— Start —
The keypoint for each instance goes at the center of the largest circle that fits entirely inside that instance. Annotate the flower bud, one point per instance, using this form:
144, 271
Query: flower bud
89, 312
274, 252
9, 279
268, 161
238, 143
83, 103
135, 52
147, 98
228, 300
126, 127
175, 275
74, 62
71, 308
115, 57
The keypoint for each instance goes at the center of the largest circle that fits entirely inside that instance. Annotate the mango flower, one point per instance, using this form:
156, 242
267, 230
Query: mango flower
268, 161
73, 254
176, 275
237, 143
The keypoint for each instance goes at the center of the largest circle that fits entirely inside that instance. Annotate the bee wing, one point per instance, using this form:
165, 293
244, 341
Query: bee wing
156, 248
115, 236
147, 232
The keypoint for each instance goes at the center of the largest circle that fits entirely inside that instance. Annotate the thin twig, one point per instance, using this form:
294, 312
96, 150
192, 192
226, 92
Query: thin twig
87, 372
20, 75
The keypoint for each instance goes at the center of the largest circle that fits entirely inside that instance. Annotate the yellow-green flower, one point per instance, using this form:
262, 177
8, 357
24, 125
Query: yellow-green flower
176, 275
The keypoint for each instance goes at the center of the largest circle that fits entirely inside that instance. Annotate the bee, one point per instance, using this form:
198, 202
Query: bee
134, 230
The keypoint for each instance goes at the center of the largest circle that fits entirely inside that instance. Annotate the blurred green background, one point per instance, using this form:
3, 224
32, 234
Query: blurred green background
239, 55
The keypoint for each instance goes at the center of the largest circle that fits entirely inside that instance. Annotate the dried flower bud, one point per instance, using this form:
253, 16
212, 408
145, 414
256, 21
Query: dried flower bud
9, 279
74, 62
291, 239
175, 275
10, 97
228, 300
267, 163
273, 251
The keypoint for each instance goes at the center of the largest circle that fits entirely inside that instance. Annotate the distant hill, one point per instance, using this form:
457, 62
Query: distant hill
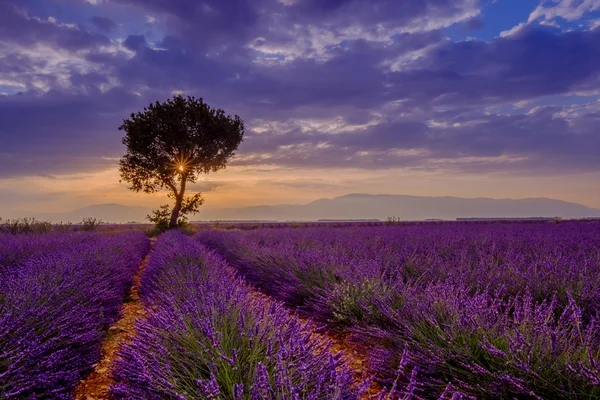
365, 206
114, 213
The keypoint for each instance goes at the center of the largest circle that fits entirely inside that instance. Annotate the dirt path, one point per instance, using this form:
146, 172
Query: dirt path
355, 358
95, 386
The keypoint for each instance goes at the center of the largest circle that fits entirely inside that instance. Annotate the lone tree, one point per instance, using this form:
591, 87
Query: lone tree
170, 144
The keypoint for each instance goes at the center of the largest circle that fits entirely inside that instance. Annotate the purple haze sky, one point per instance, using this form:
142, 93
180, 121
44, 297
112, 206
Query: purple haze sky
490, 98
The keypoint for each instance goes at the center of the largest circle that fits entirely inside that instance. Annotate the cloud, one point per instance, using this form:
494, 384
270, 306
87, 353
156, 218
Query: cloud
105, 24
352, 84
569, 10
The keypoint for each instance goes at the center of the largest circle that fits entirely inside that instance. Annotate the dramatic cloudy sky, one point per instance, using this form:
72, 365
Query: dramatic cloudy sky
491, 98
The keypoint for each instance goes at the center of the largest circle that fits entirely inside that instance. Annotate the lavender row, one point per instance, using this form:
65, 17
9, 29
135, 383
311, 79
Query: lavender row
16, 249
487, 311
56, 306
208, 337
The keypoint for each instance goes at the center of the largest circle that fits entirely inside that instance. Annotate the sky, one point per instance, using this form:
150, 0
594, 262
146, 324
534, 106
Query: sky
469, 98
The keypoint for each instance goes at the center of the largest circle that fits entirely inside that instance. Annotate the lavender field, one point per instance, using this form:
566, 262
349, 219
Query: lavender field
444, 310
438, 310
59, 293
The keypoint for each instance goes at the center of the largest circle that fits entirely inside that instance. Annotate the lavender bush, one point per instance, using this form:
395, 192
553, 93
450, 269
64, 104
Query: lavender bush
57, 298
208, 337
490, 311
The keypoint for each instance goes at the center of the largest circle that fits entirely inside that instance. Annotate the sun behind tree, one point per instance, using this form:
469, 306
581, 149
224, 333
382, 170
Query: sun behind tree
170, 144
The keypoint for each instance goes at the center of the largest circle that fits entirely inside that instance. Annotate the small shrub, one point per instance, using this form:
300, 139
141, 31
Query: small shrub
24, 225
90, 224
392, 221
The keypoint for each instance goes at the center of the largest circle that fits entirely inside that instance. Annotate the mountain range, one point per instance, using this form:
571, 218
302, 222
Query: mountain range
355, 206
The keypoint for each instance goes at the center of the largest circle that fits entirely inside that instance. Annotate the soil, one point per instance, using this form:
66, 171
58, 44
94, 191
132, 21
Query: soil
354, 356
96, 385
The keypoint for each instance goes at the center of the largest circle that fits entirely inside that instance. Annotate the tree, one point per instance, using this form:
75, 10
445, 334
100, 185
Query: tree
170, 144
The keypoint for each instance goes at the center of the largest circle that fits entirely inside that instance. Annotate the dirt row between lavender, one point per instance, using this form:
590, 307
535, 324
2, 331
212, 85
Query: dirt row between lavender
355, 357
96, 385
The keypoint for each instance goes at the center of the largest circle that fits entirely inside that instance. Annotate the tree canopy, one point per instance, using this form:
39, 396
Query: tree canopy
170, 144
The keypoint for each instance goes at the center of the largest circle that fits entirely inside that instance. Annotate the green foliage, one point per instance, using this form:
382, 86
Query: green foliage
170, 144
90, 224
63, 227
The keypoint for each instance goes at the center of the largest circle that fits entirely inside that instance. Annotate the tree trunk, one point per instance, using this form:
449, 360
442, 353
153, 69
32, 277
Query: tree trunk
175, 212
178, 203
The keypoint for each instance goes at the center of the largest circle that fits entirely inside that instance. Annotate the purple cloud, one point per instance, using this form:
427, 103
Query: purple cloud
400, 93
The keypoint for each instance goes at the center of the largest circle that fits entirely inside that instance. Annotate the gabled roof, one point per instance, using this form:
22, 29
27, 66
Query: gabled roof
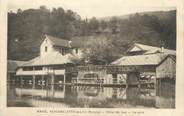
— End —
Arrange the listing as a Markdown table with the columns "Row" and "Line": begin at the line that contains "purple cloud, one" and continue through the end of the listing. Skip blank lines and leave the pictures out.

| Row | Line |
|---|---|
| 1 | The keypoint for each instance goes at the center of the largest circle that fits entirely inside that instance. Annotate the purple cloud, one point per instance, using this form: |
| 2 | 427, 103 |
| 3 | Query: purple cloud |
| 4 | 400, 93 |
| 5 | The keypoint for each instance goes at the center of the largest circle that fits entirely inside that instance. Annotate the gabled roof, one point per instance, using this form: |
| 6 | 22, 29 |
| 7 | 27, 66 |
| 8 | Query: gabled roof |